Render the items, from the first line through the line with "pixel 124 80", as a Markdown table with the columns No. and Line, giving each line a row number and skipping blank lines. Leave the pictures out of the table.

[Start Records for the exercise]

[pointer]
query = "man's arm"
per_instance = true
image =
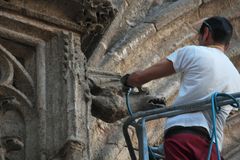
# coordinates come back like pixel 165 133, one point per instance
pixel 162 69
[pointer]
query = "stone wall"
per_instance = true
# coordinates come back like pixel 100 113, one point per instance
pixel 60 67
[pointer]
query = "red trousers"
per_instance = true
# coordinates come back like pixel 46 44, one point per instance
pixel 186 146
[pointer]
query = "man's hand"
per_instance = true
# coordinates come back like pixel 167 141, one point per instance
pixel 124 80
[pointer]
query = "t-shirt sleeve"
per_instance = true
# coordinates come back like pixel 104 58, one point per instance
pixel 182 58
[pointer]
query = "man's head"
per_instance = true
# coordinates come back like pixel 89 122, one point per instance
pixel 215 30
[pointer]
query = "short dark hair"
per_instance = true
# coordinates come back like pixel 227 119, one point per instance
pixel 220 28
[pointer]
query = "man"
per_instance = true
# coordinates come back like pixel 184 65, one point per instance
pixel 205 69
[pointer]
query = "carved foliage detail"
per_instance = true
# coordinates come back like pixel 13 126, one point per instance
pixel 15 86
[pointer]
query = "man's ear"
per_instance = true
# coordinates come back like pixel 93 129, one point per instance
pixel 226 46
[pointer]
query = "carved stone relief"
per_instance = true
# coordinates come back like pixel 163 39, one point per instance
pixel 13 102
pixel 57 88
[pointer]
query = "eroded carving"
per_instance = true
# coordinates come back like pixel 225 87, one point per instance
pixel 95 16
pixel 108 99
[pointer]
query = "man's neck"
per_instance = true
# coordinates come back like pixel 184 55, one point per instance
pixel 218 46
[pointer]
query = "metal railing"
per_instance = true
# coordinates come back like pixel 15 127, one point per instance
pixel 138 121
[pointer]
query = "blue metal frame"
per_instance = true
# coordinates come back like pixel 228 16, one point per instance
pixel 138 121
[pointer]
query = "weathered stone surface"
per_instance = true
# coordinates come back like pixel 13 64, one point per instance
pixel 61 62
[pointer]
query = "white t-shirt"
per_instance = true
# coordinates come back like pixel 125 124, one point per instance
pixel 204 71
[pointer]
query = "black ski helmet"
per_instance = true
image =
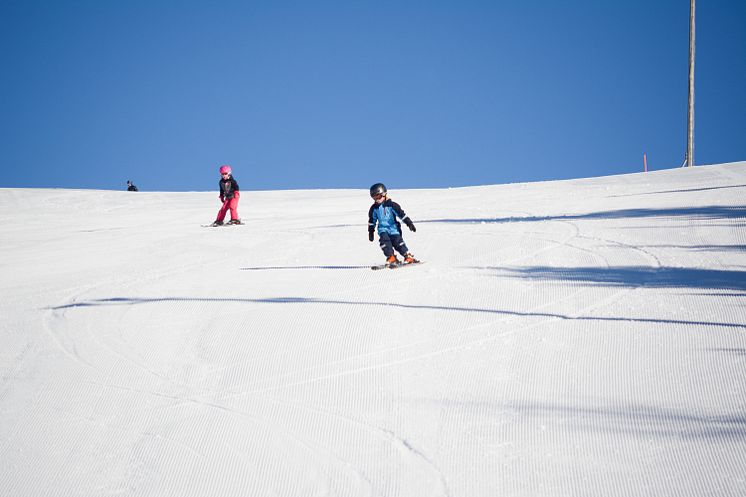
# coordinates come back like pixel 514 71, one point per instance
pixel 378 189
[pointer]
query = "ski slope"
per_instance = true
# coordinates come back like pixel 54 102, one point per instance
pixel 571 338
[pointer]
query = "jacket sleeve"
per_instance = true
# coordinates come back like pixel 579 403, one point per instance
pixel 400 212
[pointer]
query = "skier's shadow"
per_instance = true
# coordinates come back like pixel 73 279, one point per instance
pixel 300 268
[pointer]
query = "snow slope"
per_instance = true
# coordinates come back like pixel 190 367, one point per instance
pixel 579 338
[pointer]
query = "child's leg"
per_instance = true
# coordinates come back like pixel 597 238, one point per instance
pixel 386 245
pixel 398 243
pixel 223 210
pixel 233 204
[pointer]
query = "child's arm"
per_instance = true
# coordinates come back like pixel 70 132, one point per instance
pixel 403 216
pixel 371 222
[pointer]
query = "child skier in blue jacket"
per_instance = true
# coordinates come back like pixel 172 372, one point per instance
pixel 384 212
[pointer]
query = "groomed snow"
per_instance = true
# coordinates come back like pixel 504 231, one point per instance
pixel 573 338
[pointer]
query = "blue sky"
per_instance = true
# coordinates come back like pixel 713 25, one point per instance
pixel 342 94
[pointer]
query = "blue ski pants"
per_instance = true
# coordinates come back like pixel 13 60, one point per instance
pixel 389 243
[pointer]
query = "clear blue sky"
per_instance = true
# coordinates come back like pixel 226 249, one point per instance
pixel 338 94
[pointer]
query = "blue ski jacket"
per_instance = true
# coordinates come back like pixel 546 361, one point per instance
pixel 385 215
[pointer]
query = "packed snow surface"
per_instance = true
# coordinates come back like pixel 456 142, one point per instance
pixel 571 338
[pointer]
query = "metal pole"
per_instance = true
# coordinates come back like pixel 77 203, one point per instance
pixel 690 120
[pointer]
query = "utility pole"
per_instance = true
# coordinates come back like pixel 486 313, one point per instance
pixel 690 120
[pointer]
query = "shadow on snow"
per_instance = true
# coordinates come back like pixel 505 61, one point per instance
pixel 711 212
pixel 310 300
pixel 636 420
pixel 633 276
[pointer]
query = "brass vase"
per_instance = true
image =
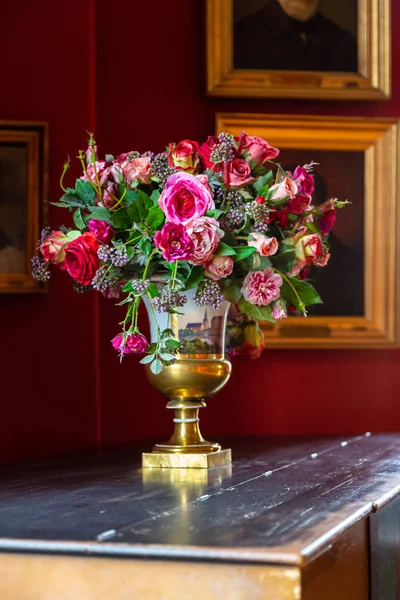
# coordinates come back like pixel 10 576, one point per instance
pixel 200 371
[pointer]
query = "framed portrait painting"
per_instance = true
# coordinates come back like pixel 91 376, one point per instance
pixel 357 161
pixel 23 191
pixel 336 49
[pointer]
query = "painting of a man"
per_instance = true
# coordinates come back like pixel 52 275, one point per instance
pixel 296 35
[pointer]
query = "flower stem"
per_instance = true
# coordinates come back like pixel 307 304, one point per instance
pixel 290 284
pixel 120 200
pixel 174 273
pixel 148 263
pixel 82 159
pixel 65 169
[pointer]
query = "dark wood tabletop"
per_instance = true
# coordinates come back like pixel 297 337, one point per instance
pixel 281 502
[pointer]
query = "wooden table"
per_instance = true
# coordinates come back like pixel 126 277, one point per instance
pixel 315 519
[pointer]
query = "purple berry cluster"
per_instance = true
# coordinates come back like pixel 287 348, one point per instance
pixel 105 279
pixel 140 286
pixel 169 299
pixel 257 212
pixel 161 169
pixel 117 256
pixel 209 294
pixel 225 150
pixel 40 270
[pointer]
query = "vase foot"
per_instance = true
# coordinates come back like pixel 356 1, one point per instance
pixel 198 460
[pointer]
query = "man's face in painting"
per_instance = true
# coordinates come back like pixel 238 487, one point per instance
pixel 302 10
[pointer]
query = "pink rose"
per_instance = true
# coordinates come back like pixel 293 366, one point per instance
pixel 299 204
pixel 256 149
pixel 184 156
pixel 184 197
pixel 322 260
pixel 261 287
pixel 137 169
pixel 109 199
pixel 205 151
pixel 278 310
pixel 287 187
pixel 102 230
pixel 264 245
pixel 219 267
pixel 307 248
pixel 54 246
pixel 101 168
pixel 236 173
pixel 133 343
pixel 204 180
pixel 205 235
pixel 81 260
pixel 304 180
pixel 327 221
pixel 174 242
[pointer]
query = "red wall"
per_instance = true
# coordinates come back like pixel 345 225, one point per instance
pixel 150 90
pixel 46 341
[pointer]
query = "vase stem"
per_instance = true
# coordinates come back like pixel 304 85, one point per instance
pixel 187 437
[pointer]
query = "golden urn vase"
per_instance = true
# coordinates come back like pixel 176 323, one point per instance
pixel 198 373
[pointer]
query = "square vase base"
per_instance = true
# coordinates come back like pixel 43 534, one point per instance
pixel 186 461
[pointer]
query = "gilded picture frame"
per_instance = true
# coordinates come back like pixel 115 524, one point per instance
pixel 375 144
pixel 24 148
pixel 371 80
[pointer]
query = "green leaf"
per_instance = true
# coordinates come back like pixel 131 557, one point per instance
pixel 214 213
pixel 313 227
pixel 225 250
pixel 172 344
pixel 139 209
pixel 299 293
pixel 145 246
pixel 78 220
pixel 70 199
pixel 85 191
pixel 261 313
pixel 284 261
pixel 243 252
pixel 147 359
pixel 263 181
pixel 256 262
pixel 155 218
pixel 167 333
pixel 156 366
pixel 144 201
pixel 195 277
pixel 153 291
pixel 130 196
pixel 120 219
pixel 155 194
pixel 100 213
pixel 130 252
pixel 167 356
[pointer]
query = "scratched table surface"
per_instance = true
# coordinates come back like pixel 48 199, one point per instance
pixel 281 501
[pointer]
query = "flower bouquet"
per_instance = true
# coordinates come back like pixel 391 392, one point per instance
pixel 221 218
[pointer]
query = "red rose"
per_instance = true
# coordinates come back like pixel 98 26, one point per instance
pixel 256 149
pixel 184 156
pixel 205 150
pixel 299 204
pixel 81 260
pixel 102 230
pixel 236 173
pixel 327 221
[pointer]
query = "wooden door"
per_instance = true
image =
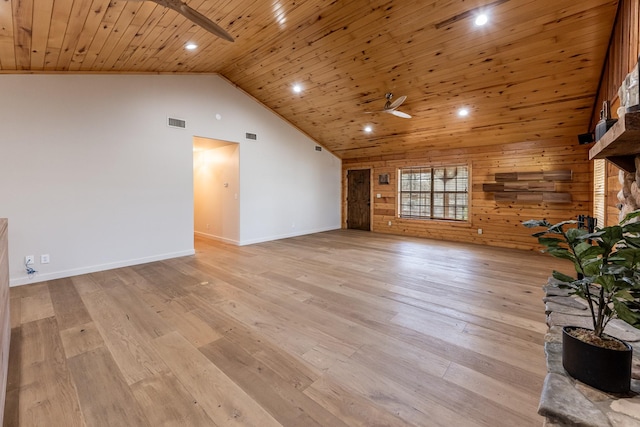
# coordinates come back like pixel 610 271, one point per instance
pixel 359 199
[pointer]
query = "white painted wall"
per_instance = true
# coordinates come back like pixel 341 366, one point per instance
pixel 91 174
pixel 216 188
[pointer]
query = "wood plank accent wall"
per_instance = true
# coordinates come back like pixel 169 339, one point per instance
pixel 5 325
pixel 622 56
pixel 500 221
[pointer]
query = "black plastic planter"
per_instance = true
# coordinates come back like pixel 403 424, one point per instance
pixel 605 369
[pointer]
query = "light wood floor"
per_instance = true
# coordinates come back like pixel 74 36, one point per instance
pixel 343 328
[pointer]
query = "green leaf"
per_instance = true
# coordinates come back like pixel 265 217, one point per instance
pixel 630 256
pixel 624 294
pixel 560 253
pixel 562 277
pixel 633 227
pixel 574 235
pixel 630 216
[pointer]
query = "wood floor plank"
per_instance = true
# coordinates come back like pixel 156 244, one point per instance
pixel 166 403
pixel 36 304
pixel 336 328
pixel 46 388
pixel 105 398
pixel 69 308
pixel 223 400
pixel 80 339
pixel 352 408
pixel 126 343
pixel 283 401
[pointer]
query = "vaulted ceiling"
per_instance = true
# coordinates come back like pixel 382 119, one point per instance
pixel 530 73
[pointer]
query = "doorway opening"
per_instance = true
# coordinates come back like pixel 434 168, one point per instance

[End Records for the exercise]

**Written solution**
| No. | Line |
|---|---|
| 1 | [pointer] |
| 2 | query = "man's arm" |
| 3 | per_instance = true |
| 4 | image = |
| 5 | # coordinates come back like pixel 165 133, one point per instance |
| 6 | pixel 162 69 |
| 7 | [pointer] |
| 8 | query = "stone wall" |
| 9 | per_instance = true |
| 10 | # coordinates come back like pixel 100 113, one point per instance |
| 11 | pixel 60 67 |
| 12 | [pointer] |
| 13 | query = "red trousers" |
| 14 | per_instance = true |
| 15 | # coordinates come back like pixel 46 44, one point per instance |
| 16 | pixel 186 146 |
| 17 | [pointer] |
| 18 | query = "man's hand" |
| 19 | per_instance = true |
| 20 | # coordinates come back like pixel 167 141, one point per instance |
| 21 | pixel 124 80 |